The protocol used in this study promoted the relief of the chronic pain in the spinal column and, consequently, an improved microcirculatory profile in the area affected, which may be highly desirable for reestablishing the chronic pain conditions. Some authors33, who have already analyzed the patterns of skin temperature in musculoskeletal disorders, have also found an increase of this in the place affected by the pain, during the treatment of temporomandibular disorder.
The changes of temperature in specific regions of the body can indicate physiological changes34) and may be used as a parameter in assessing painful conditions. Therefore, infrared thermography is an appropriate method for studies investigating such phenomena, as it provides images of distribution of the temperature of the skin of the body, which is conditioned by the activities of the microcirculation35.
In cases of chronic injuries, such as - for example - in the myofascial dysfunctions, hypo-radiant areas can be detected in infrared images. This happens because these conditions can cause greater muscular activity at rest, which results in an increase in the intramuscular pressure and, consequently, greater mechanical compression of the blood vessels of the muscles in the region affected; over time, the reduced blood supply leads to a reduction in skin temperature36-37.
Nevertheless, specifically in the case of chronic pain in the spinal column, no evidence available was found in the literature reporting possible clinical effects of EA on skin temperature, meaning that the present results were pioneering in the investigation of this phenomenon.
EA, therefore, is a therapeutic resource that is easy to apply, low in cost and with a relative absence of side effects, which assists in reestablishing health as a whole29. In addition to this, it may be applied, multi-professionally, at all levels of healthcare. In this scenario, upon evidencing the high prevalence of people with chronic back pain1) and the negative impacts that this causes on their lives2-4, EA may be seen as an intervention tool which may be easily implemented in the nurse’s clinical practice, so as to help these people’s rehabilitation and, consequently, improve the quality of their lives.
As possible limitations of this study, one may consider the withdrawal of some volunteers from the treatment and placebo groups due to the discomfort caused by the insertion and placement of the semipermanent needles in the ear. It is believed, furthermore, that the fact that the volunteers from the control group remained for a considerable period of time receiving only the assessments may have caused a greater loss in this group, although they were assured that they had the right to receive the intervention at the end of the follow-up period. Furthermore, the intervention was undertaken individually, as is strongly recommended by TCM, and this hinders the use of the same auricular points, although satisfactory and statistically significant results have been obtained in this way.
Further studies are suggested, in different contexts, to improve the substantiation of these results, as well as investigating the action of EA on other behavioral and physiological variables of chronic pain related to the musculoskeletal system.
Conclusion
There was a statistically significant difference between the groups and over time, in relation to physical disability; and in relation to tissue temperature, this difference occurred during the follow-up time. These findings demonstrate that EA is an intervention that may be implemented in the nurse’s clinical practice, so as to assist the treatment and, consequently, the rehabilitation of people with chronic pain in the spinal column. It is hoped that the results of this study will encourage the use of this therapeutic resource by nurses in their care activities.

Data extracted from a collection:

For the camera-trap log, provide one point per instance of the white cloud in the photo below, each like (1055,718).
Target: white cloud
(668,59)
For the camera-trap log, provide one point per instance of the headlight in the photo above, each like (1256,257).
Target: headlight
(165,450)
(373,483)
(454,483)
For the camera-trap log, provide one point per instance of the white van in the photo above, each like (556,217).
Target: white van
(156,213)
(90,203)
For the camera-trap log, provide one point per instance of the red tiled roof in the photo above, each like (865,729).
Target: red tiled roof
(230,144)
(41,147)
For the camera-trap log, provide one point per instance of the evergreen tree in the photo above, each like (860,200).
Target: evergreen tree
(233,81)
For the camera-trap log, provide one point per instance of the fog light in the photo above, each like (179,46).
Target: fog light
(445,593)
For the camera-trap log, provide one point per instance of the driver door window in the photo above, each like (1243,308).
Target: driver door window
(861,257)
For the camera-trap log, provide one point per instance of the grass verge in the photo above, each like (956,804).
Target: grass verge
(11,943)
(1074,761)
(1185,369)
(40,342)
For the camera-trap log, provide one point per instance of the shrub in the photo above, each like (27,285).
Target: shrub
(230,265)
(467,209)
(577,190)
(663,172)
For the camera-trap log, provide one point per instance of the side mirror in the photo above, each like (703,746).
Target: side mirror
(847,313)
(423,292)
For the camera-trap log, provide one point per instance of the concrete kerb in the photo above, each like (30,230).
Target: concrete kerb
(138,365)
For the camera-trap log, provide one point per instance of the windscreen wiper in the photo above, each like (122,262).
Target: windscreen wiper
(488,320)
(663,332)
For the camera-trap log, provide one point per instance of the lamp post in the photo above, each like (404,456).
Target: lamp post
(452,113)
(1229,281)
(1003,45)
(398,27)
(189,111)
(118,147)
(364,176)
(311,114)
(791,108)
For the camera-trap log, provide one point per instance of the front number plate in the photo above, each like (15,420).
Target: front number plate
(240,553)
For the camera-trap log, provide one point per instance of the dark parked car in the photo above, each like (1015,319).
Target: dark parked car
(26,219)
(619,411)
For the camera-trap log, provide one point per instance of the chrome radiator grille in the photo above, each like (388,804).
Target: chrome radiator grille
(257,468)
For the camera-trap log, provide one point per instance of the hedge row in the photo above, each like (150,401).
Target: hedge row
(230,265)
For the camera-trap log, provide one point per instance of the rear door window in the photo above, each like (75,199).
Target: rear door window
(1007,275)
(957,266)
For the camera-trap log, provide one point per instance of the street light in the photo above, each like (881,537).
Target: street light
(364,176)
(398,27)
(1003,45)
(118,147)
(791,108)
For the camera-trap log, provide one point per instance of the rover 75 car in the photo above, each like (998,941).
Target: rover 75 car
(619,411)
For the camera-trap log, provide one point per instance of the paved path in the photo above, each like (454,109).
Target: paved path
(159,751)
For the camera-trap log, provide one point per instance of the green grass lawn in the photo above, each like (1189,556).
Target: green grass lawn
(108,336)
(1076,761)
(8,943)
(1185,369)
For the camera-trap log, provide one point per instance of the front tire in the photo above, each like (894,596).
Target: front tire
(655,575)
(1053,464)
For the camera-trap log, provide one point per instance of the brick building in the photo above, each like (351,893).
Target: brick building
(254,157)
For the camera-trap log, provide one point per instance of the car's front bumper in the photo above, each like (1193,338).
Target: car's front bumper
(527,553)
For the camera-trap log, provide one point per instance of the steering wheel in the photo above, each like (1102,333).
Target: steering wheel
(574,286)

**EXERCISE TASKS**
1. Translate this sentence from the passage on chronic spinal pain into Spanish: "It is hoped that the results of this study will encourage the use of this therapeutic resource by nurses in their care activities."
2. Reproduce word for word the part of the passage on chronic spinal pain starting with "EA, therefore, is" and going on through "of their lives.".

**ANSWER SECTION**
1. Se espera que los resultados de este estudio fomenten el uso de este recurso terapéutico por parte del personal de enfermería en sus actividades asistenciales.

2.
EA, therefore, is a therapeutic resource that is easy to apply, low in cost and with a relative absence of side effects, which assists in reestablishing health as a whole29. In addition to this, it may be applied, multi-professionally, at all levels of healthcare. In this scenario, upon evidencing the high prevalence of people with chronic back pain1) and the negative impacts that this causes on their lives2-4, EA may be seen as an intervention tool which may be easily implemented in the nurse’s clinical practice, so as to help these people’s rehabilitation and, consequently, improve the quality of their lives.